Exercise aim >>
Rewrite every one of the entries below with "shelf-audit log" changed to "equipment inventory" and everything else left as it is. Omit the pictures from your version.

Source data >>
######

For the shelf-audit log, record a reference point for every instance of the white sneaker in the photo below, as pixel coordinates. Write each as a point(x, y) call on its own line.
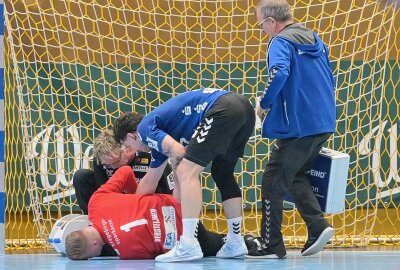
point(182, 252)
point(232, 249)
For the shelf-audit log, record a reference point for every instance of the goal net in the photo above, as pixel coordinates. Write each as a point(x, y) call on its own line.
point(73, 66)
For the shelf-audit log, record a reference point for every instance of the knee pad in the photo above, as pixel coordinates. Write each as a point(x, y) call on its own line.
point(222, 172)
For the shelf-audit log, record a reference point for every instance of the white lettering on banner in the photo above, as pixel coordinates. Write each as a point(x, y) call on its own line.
point(210, 90)
point(365, 149)
point(187, 110)
point(43, 139)
point(315, 189)
point(201, 107)
point(315, 173)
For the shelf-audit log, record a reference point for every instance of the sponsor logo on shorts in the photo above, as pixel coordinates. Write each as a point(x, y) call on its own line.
point(170, 180)
point(171, 232)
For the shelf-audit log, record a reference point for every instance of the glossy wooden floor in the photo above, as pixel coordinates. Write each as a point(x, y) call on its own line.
point(343, 259)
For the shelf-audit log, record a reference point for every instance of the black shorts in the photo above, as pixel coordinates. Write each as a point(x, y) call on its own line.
point(224, 131)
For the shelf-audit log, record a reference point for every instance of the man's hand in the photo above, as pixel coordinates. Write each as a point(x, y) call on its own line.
point(175, 162)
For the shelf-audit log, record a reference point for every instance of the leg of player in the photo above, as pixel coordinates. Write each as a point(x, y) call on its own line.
point(222, 172)
point(188, 248)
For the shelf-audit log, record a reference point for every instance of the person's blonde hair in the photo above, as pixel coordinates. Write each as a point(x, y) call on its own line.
point(76, 245)
point(105, 145)
point(277, 9)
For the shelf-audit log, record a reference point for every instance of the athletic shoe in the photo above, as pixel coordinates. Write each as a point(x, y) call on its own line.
point(182, 252)
point(232, 249)
point(316, 244)
point(252, 242)
point(265, 252)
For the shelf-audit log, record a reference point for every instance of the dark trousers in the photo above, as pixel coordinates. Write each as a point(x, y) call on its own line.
point(286, 171)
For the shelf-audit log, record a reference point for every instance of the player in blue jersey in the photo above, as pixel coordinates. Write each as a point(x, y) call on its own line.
point(192, 130)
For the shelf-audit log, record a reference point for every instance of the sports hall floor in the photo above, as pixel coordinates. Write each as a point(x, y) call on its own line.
point(376, 258)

######

Solved exercise >>
For the equipment inventory, record a reference point for every instance of the white sneaker in the photo below, as pixel coordinates. Write each as a point(x, y) call on its own line.
point(182, 252)
point(232, 249)
For the equipment inventory, record a reference point for every instance of the goal net in the photo above, as pixel coordinates. Write each as a point(x, y) call on its own line.
point(73, 66)
For the equipment inventory, record a reference point for every instance of the knee pad in the photo above, as pixel coordinates. Write each as a point(x, y) call on its own line.
point(222, 172)
For the equipment inventory, record a reference point for every instance of the white lettering on banner in the photo above, as pixel coordinates. Write each as a point(x, y) call on its own line.
point(210, 90)
point(365, 149)
point(187, 110)
point(43, 139)
point(315, 189)
point(201, 107)
point(315, 173)
For the equipment inventory, record a reference point for every instance of the sponsor logo on shorts in the photo above, as pixel coordinates. Write each as a point(x, y) call on its own line.
point(170, 180)
point(171, 232)
For the equipment inventory, record a reference point for every instance of the glossy wooden floor in the photo above, as pixel coordinates. Write each as a point(x, y) call on its own line.
point(343, 259)
For the equipment inventory, record a reference point for every instance of the black shorts in the photo above, as pixel coordinates. Write each as a point(x, y) call on its own line.
point(224, 131)
For the equipment inventory, record a reference point for every instance of the man's hand in the photo above, as pixel coordinates. Write each as a point(x, y) call on its own line.
point(175, 162)
For the equipment inventory, record a reference point for every instance of the leg of player in the photo above, as pixel coordinates. Write each as a point(x, y) call on its own line.
point(222, 172)
point(188, 248)
For the equipment inventory, record a reference point for every instance of the person's blonde hair in the photo above, as pixel coordinates. Write each as a point(x, y) call on its own line.
point(76, 245)
point(105, 145)
point(277, 9)
For the equipment inventory, record a reference point for every instance of the athletic shoe in the photo above, as pixel coordinates. Write each as a point(x, y) call on its own line.
point(182, 252)
point(232, 249)
point(316, 244)
point(252, 242)
point(265, 252)
For the equipment inventory, record a reference point for every instance of the dark trousers in the photo above, as pixel coordinates. Write each as a point(x, y) call on its own line.
point(286, 171)
For the equipment inventory, record a reference point for every instance of the player in blue jersey in the photo above, as pixel coordinates. Write each as a point(x, y) call on its own line.
point(192, 130)
For the equipment inventory, record a reference point for every instance of the sports hall floor in the photo above, as pixel coordinates. Write each as a point(x, y) call on its own line.
point(376, 258)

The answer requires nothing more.